Texto proporcionado:
---

Luis Báez, Managua, 1986. Cursó estudios en la Escuela Nacional de Artes Plásticas Rodrigo Peñalba y de Humanidades y Filosofía en la UCA de Managua. Su primera colección de cuentos, El patio de los murciélagos (Uruk Editores) fue publicada en 2010, en Costa Rica. En 2021 publicó la colección de relatos Historia nacional de lo abyecto (anamá Ediciones) y en 2022 la novela El inmóvil movimiento del cielo (anamá Ediciones). Ha publicado relatos, poesía, ensayos y crítica literaria en antologías, revistas y medios culturales de Centro y Latinoamérica. Desde 2010 ha dirigido el Fondo Editorial Soma y varios proyectos de gestión cultural. También ha impartido talleres, asesorías y cursos de escritura creativa.

---

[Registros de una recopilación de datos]
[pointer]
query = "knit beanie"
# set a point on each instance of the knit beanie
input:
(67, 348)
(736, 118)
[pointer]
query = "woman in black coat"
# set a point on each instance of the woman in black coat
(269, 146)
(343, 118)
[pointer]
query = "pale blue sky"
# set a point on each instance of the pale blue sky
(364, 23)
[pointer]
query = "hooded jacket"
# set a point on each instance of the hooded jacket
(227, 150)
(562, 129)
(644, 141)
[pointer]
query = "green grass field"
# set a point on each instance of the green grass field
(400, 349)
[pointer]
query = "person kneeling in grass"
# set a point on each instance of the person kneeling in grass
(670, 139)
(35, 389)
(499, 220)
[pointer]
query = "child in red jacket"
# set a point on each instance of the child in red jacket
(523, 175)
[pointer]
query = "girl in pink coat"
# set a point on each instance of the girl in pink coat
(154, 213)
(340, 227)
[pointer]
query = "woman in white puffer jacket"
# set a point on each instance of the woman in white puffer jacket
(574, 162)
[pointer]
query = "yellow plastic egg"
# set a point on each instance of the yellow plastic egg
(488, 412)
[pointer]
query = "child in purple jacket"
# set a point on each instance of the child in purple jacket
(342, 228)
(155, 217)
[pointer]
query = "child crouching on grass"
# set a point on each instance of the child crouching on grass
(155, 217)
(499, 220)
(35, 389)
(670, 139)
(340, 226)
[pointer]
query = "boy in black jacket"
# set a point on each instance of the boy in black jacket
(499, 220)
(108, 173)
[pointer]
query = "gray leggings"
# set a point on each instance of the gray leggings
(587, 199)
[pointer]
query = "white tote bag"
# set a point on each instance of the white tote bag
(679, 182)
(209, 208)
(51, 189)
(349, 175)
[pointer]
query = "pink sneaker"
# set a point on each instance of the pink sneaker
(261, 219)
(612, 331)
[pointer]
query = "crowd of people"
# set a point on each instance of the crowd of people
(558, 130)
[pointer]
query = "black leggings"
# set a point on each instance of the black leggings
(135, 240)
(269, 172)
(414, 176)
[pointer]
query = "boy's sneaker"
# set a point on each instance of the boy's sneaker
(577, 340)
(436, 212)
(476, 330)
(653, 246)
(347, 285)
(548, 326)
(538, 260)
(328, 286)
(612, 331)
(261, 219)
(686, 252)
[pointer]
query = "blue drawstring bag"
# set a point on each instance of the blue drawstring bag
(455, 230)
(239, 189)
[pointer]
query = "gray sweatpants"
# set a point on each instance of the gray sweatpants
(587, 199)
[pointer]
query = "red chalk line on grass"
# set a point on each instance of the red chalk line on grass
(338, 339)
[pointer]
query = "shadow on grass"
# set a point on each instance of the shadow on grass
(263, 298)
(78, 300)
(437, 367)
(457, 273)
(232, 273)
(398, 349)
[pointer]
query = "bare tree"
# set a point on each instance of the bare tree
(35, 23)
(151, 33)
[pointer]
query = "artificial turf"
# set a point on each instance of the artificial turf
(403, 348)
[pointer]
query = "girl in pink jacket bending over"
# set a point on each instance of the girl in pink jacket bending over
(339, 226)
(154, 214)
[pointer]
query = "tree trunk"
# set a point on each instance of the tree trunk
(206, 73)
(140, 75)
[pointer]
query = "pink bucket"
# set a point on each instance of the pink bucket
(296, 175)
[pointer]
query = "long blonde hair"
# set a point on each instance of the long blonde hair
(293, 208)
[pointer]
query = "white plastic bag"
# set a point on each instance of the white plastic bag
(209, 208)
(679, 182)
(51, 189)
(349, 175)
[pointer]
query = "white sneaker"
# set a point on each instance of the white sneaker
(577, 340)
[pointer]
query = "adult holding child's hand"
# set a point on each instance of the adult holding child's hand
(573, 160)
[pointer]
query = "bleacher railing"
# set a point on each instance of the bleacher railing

---

Consigna de trabajo 1: Según el texto proporcionado, ¿en qué año se publicó la novela El inmóvil movimiento del cielo?
Consigna de trabajo 2: Reproduce el fragmento del texto proporcionado comprendido entre "Luis Báez, Managua, 1986." y "de escritura creativa.", ambos incluidos.
Para este ejercicio no es necesario consultar los ítems.

Resultado obtenido 1: En 2022.

Resultado obtenido 2:
Luis Báez, Managua, 1986. Cursó estudios en la Escuela Nacional de Artes Plásticas Rodrigo Peñalba y de Humanidades y Filosofía en la UCA de Managua. Su primera colección de cuentos, El patio de los murciélagos (Uruk Editores) fue publicada en 2010, en Costa Rica. En 2021 publicó la colección de relatos Historia nacional de lo abyecto (anamá Ediciones) y en 2022 la novela El inmóvil movimiento del cielo (anamá Ediciones). Ha publicado relatos, poesía, ensayos y crítica literaria en antologías, revistas y medios culturales de Centro y Latinoamérica. Desde 2010 ha dirigido el Fondo Editorial Soma y varios proyectos de gestión cultural. También ha impartido talleres, asesorías y cursos de escritura creativa.